## Try it
Which of the lines in the data below contain the string "white"? Copy each of them.

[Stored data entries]
::::

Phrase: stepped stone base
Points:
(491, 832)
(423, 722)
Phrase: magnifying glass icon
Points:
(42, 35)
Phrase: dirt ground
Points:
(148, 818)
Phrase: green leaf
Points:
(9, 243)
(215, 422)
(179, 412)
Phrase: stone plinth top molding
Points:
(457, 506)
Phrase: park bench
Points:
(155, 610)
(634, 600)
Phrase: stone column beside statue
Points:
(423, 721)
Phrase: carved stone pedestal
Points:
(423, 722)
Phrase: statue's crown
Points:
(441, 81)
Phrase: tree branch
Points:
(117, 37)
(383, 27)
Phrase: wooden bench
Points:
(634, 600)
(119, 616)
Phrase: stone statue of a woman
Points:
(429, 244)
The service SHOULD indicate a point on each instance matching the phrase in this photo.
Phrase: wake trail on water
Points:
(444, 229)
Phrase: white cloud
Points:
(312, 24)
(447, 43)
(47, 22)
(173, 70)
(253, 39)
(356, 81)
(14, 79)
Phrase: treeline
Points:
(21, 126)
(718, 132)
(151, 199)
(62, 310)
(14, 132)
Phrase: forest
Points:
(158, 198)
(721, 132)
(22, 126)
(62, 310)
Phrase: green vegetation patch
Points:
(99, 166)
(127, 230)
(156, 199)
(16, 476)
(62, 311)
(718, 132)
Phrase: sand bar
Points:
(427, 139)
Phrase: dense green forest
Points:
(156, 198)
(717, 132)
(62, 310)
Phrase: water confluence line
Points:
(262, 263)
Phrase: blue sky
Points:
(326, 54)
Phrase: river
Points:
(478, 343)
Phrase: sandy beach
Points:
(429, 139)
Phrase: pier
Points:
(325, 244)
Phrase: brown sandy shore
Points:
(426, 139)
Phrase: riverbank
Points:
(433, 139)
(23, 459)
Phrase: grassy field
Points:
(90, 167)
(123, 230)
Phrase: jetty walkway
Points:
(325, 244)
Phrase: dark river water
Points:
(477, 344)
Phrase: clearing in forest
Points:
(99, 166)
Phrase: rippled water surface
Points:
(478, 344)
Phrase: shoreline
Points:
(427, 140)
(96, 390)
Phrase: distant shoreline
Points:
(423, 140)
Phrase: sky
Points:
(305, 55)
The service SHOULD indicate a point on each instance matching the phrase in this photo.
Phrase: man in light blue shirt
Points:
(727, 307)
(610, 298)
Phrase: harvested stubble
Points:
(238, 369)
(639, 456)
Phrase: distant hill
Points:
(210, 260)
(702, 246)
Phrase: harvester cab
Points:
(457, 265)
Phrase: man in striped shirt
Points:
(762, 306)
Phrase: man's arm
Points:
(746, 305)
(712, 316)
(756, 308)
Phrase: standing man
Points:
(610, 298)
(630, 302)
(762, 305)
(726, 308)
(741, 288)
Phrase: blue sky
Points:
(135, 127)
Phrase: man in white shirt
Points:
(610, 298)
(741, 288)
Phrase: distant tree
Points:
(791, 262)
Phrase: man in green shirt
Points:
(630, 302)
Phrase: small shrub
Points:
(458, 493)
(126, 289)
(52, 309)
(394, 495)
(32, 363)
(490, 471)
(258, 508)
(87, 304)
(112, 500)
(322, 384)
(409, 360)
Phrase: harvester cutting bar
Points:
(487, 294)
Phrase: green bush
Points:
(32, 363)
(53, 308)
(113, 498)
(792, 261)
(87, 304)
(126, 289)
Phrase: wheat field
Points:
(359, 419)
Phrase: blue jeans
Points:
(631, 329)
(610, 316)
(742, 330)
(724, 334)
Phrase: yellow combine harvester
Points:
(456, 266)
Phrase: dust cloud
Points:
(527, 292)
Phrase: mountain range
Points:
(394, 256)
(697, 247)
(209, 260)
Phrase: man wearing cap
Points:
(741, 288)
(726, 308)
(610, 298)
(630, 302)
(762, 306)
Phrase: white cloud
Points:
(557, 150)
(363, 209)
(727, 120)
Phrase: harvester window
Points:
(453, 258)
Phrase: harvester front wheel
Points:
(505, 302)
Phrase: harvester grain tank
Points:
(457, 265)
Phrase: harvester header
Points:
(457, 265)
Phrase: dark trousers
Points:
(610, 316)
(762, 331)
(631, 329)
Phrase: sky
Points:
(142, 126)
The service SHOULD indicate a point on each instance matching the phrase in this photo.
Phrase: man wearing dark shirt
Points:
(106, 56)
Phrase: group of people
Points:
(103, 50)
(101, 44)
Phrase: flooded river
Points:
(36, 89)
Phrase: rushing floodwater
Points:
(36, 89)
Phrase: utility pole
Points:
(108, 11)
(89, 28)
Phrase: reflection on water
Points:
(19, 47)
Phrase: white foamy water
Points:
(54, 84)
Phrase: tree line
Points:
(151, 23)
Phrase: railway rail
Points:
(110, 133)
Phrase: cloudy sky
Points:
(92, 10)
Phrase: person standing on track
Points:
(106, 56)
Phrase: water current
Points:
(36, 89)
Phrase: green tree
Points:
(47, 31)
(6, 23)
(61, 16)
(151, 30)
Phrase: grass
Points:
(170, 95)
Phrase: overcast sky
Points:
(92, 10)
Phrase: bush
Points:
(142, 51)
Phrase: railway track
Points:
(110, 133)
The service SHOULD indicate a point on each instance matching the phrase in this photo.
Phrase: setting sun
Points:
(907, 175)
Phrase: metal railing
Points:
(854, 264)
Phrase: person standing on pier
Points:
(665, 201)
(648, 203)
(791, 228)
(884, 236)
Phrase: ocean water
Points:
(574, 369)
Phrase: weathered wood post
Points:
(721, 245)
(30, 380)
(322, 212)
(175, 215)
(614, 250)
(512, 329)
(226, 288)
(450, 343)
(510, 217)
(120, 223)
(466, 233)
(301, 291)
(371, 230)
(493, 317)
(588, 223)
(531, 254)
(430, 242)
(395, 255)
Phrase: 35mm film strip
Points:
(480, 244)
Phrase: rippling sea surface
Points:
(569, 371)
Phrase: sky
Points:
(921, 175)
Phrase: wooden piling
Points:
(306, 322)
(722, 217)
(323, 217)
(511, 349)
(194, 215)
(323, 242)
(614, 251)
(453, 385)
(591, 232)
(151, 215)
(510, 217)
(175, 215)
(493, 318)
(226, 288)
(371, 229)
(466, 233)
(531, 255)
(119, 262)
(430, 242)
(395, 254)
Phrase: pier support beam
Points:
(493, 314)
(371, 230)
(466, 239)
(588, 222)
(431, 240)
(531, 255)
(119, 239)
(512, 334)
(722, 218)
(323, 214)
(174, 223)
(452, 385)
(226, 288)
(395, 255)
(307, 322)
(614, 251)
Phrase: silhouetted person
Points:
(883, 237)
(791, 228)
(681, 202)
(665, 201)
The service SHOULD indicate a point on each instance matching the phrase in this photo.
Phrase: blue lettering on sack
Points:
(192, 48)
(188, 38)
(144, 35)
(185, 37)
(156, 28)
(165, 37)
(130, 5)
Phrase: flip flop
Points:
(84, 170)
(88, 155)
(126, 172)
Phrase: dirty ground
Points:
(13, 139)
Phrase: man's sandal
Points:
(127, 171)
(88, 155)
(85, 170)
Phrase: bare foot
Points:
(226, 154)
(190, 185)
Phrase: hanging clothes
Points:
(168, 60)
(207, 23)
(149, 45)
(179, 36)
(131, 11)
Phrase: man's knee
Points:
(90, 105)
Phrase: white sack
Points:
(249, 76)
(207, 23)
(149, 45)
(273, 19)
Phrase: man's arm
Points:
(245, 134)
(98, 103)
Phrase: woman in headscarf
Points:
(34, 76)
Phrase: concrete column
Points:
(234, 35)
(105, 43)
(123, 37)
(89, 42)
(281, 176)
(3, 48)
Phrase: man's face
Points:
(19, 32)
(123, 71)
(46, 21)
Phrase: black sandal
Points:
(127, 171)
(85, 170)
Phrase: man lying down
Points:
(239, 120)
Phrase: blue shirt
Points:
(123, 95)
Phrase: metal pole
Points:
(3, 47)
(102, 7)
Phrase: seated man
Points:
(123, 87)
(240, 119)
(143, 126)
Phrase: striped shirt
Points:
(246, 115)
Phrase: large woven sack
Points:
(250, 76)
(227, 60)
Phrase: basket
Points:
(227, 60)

::::

## Task solution
Phrase: white cloud
Phrase: man in white shirt
Phrase: white cloud
Phrase: white foamy water
Phrase: white sack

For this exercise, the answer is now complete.